It is this danger that sets a practical and political limit to flexible exchange rates. Some depreciation can be managed by most of the deficit countries; but a vicious circle could be triggered if the domestic currency loses too much value too quickly. Private-sector balance-sheet problems would weaken the financial sector, and the resulting pressure on public finances would compel austerity, thereby constraining consumer demand – and causing further damage to firms’ balance sheets.

To prevent such a crisis, therefore, the exchange rate has to be managed – and in a manner that depends on a country’s specific circumstances. Large net central-bank reserves can help ease the process. Otherwise, a significant rise in interest rates must be used to retain short-term capital and allow more gradual real-sector adjustment. Higher interest rates will of course lead to slower growth and lower employment, but such costs are likely to be smaller than those of a full-blown crisis.

The challenge is more difficult for countries with very large current-account deficits. And it becomes harder still if political turmoil or tension is thrown into the mix, as has been the case recently in a surprisingly large number of countries.

Nonetheless, despite serious dangers for a few countries, an overall emerging-market crisis is unlikely in 2014. Actual capital-flow reversals have been very limited, and no advanced country will raise interest rates sharply; in fact, with the United States’ current-account deficit diminishing, net flows from the US have increased over the last 12 months.

[Problem requirements] In the passage on exchange rates, what can help ease the process of managing a country's exchange rate?

[Extracted information]
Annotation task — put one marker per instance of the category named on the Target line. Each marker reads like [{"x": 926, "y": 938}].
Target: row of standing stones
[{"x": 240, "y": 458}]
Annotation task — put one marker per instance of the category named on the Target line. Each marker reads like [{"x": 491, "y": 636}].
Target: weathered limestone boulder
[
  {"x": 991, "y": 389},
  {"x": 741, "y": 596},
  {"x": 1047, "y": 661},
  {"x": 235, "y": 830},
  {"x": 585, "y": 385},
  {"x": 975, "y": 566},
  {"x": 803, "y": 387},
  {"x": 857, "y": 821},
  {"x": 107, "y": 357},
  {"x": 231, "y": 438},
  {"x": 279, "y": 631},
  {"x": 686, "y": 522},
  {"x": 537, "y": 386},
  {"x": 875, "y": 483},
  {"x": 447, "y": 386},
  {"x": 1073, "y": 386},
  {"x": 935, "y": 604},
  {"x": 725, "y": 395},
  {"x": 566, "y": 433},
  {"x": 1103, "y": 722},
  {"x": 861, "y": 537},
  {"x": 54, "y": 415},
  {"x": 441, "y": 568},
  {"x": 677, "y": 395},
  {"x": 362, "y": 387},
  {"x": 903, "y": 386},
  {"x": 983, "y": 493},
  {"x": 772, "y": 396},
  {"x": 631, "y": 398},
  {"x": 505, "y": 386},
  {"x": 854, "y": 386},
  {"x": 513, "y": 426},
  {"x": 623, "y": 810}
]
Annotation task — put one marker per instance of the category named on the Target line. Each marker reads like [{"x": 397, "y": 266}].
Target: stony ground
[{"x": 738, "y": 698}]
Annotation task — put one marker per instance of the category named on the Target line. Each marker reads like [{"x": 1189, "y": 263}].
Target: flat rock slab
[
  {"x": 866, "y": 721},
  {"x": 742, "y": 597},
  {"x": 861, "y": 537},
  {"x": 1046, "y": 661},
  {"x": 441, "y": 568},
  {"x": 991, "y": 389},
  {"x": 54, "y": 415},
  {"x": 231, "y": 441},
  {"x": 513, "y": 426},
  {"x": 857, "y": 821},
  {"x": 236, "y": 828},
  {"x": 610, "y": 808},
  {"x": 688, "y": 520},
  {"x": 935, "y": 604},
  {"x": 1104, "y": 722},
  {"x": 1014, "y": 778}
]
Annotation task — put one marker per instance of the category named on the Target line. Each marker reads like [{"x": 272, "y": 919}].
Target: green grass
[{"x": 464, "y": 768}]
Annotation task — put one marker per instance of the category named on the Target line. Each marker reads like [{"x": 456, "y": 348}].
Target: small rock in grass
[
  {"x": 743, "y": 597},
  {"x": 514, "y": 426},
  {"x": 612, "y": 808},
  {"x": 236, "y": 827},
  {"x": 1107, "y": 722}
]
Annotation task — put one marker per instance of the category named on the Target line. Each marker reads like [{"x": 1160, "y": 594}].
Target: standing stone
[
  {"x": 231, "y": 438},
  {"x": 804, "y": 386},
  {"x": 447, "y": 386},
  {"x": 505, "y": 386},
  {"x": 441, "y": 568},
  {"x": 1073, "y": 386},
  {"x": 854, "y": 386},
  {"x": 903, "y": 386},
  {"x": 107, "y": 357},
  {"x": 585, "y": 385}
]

* * *

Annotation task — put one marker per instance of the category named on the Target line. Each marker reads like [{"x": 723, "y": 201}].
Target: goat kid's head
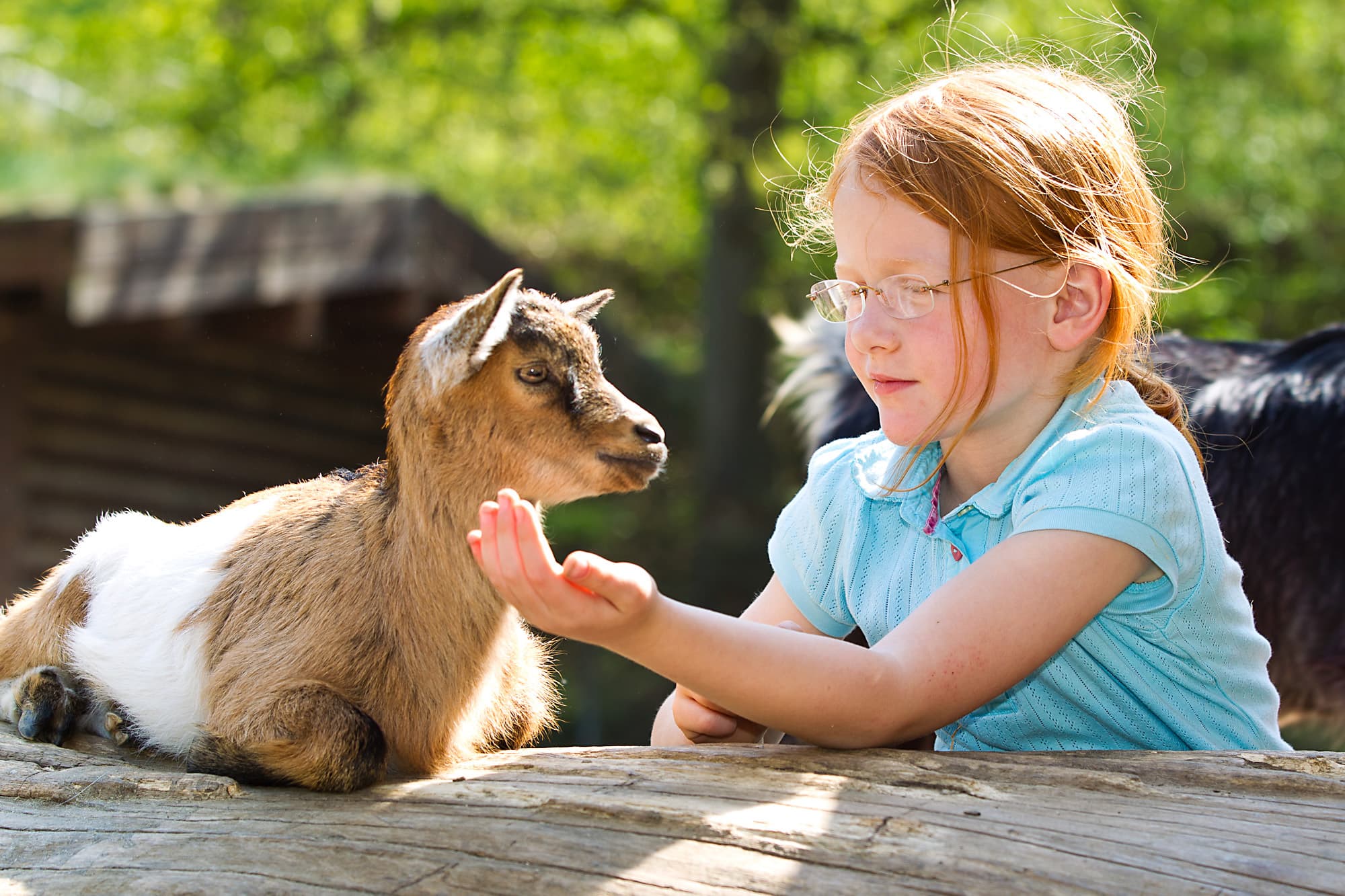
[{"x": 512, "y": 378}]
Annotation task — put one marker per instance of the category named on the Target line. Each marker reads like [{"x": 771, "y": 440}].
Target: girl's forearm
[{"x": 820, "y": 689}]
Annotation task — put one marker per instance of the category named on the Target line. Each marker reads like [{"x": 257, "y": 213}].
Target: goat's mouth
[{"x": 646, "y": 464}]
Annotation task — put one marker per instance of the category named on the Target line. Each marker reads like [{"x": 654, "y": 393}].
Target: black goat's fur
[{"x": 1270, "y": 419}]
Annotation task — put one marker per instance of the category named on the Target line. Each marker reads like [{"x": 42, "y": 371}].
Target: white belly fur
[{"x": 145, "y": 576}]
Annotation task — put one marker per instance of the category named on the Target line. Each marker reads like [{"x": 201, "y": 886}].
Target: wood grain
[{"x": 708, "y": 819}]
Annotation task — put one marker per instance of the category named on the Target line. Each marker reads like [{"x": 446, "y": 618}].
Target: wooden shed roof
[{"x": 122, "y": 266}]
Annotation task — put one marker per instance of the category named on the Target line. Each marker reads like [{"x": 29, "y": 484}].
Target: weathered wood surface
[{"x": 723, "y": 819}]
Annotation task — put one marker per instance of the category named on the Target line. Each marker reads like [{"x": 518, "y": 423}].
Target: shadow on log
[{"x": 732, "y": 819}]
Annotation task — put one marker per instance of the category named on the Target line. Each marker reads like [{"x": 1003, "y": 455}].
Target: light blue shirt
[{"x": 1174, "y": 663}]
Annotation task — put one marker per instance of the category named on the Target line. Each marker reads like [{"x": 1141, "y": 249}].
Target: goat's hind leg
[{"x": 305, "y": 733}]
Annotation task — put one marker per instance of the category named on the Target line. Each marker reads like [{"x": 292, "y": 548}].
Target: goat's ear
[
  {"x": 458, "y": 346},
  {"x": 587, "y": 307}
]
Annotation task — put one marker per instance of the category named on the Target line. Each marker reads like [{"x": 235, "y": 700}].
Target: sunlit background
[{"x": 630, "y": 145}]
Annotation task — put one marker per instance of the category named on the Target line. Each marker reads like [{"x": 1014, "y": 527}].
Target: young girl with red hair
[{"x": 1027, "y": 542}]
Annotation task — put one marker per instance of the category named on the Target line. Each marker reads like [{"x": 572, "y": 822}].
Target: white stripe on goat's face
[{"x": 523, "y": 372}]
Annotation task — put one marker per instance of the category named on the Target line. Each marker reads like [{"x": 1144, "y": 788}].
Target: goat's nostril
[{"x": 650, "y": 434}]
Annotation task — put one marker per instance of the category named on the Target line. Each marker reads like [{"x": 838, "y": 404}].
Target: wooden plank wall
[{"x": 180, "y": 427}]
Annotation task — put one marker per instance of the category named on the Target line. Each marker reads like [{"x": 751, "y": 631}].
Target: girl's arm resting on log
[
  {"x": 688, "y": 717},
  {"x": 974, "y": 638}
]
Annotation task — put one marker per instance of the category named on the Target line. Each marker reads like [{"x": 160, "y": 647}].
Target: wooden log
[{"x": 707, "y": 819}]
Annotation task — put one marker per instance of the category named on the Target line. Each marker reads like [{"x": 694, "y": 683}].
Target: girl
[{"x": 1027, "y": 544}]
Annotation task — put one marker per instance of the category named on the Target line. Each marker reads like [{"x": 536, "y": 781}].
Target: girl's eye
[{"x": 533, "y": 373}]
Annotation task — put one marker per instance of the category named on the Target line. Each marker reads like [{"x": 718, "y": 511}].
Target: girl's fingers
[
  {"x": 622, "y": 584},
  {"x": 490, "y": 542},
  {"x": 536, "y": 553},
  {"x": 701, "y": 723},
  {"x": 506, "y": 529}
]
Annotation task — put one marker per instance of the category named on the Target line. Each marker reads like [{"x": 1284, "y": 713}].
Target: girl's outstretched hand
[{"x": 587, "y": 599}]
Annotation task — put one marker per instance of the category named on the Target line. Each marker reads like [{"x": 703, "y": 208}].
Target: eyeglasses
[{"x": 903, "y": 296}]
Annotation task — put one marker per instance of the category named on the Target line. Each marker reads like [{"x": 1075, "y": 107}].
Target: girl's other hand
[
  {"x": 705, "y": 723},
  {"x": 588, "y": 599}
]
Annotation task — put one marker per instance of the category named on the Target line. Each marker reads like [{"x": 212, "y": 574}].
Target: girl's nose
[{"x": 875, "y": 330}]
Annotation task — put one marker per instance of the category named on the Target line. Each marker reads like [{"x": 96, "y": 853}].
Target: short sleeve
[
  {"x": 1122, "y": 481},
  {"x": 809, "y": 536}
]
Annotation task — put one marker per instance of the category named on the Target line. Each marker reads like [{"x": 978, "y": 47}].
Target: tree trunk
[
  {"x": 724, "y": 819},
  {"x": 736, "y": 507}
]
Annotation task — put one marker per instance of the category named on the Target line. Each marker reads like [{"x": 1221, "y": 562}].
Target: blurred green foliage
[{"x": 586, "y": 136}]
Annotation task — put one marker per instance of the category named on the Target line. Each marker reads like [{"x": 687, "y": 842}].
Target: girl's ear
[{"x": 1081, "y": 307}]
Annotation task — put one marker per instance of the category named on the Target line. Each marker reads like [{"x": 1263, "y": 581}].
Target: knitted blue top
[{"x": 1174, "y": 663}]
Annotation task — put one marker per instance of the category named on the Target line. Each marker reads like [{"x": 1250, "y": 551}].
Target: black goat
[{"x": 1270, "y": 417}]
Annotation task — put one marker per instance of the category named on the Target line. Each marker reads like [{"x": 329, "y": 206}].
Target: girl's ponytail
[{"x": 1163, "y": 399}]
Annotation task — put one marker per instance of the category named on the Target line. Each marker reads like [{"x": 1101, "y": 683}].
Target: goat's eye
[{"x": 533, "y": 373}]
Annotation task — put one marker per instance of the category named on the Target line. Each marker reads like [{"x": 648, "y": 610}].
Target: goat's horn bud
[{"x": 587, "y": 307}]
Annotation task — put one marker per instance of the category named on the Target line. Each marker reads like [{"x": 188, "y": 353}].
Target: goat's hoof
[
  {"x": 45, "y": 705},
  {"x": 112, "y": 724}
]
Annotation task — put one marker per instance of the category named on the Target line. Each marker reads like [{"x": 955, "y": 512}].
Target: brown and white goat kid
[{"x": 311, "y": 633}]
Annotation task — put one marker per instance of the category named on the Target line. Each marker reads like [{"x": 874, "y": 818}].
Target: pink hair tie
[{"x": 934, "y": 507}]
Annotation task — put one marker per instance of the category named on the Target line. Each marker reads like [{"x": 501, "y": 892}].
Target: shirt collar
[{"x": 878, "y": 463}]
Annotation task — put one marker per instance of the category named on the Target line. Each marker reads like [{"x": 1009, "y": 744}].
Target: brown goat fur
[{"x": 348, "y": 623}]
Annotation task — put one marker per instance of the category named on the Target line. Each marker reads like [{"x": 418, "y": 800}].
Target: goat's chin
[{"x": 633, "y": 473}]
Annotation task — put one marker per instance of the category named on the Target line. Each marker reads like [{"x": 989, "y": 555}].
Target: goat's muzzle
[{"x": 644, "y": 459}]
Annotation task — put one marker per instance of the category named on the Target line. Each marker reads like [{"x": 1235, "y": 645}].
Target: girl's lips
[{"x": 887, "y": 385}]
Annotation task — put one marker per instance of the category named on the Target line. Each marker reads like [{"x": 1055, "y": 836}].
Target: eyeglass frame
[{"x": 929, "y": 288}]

--

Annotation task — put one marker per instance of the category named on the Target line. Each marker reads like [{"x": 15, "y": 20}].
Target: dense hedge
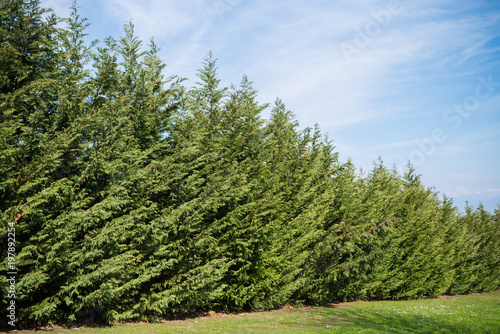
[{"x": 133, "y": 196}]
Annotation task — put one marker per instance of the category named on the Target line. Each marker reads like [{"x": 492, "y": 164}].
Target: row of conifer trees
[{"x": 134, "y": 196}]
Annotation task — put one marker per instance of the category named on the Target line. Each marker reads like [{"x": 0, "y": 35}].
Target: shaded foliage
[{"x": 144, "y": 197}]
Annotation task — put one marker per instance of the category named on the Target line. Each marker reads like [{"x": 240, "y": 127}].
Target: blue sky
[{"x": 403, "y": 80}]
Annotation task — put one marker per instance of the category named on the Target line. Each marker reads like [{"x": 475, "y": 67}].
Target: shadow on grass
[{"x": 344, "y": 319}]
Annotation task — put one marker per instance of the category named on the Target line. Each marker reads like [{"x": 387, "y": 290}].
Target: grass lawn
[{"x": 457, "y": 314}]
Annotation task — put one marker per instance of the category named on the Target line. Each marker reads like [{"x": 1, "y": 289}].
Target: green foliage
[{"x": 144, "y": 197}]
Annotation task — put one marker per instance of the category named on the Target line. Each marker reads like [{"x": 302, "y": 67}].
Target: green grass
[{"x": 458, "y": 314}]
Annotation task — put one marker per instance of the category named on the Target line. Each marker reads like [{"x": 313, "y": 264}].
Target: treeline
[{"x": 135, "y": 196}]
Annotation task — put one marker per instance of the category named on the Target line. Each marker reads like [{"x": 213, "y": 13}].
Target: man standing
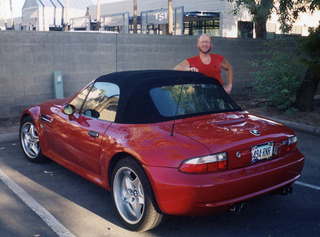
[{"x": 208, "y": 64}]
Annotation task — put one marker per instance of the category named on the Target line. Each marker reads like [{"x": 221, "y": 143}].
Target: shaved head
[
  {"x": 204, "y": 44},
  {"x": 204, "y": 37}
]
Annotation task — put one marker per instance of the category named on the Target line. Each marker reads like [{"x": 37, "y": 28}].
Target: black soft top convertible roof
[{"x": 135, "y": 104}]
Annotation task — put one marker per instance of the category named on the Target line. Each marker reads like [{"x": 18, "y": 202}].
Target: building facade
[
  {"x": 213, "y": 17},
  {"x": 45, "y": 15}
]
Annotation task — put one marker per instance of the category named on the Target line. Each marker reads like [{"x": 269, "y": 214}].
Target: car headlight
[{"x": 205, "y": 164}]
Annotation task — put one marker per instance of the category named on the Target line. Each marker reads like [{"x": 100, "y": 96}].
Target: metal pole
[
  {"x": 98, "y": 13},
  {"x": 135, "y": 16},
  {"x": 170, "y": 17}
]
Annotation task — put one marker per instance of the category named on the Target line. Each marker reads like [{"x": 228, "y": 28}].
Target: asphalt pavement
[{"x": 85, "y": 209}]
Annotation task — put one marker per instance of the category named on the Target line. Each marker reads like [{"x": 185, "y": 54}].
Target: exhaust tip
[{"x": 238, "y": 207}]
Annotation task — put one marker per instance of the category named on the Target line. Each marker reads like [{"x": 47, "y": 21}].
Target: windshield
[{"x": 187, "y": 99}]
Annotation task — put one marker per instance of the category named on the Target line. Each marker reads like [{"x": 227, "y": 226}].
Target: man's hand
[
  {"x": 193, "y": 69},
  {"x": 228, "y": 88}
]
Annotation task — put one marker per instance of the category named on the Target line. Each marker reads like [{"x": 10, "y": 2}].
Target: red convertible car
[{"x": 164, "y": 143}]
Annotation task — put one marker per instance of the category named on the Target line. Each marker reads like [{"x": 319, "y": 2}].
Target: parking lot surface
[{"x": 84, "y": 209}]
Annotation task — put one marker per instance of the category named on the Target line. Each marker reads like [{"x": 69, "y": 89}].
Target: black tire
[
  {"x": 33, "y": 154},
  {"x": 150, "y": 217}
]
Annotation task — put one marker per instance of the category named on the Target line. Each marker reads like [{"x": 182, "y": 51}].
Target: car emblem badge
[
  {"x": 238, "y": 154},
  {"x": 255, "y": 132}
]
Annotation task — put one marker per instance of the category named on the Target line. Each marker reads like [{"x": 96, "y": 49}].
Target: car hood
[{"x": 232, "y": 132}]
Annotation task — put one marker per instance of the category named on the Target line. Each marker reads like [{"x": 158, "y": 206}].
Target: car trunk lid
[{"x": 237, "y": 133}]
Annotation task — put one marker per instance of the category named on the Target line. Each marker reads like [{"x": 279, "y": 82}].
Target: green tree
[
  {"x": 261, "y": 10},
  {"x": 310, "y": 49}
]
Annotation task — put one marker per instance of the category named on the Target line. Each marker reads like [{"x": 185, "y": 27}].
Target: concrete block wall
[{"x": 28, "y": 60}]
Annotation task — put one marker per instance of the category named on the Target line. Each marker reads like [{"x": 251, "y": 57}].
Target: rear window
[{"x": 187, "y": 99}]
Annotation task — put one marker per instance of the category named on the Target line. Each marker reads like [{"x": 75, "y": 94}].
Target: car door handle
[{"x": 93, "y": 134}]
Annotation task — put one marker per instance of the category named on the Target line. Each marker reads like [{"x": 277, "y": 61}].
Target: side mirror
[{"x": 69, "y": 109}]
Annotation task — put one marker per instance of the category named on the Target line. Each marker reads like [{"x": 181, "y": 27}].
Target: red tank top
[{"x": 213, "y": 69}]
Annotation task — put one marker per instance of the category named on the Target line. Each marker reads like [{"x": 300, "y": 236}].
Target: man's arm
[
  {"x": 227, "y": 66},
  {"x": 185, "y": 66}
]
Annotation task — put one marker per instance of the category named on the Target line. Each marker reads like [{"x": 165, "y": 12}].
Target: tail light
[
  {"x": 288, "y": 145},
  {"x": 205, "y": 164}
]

[Reply] Large net central-bank reserves.